------ Input for this task ------

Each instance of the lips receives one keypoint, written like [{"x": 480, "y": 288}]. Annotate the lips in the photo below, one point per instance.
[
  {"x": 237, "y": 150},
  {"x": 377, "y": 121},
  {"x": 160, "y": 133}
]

------

■ **Problem statement**
Reproduce the data above line for line, without changing a single character.

■ **Solution to this task**
Each instance of the lips receives one keypoint, written like [{"x": 480, "y": 288}]. Annotate the lips in the photo below, one point per instance.
[
  {"x": 237, "y": 150},
  {"x": 377, "y": 121},
  {"x": 160, "y": 133}
]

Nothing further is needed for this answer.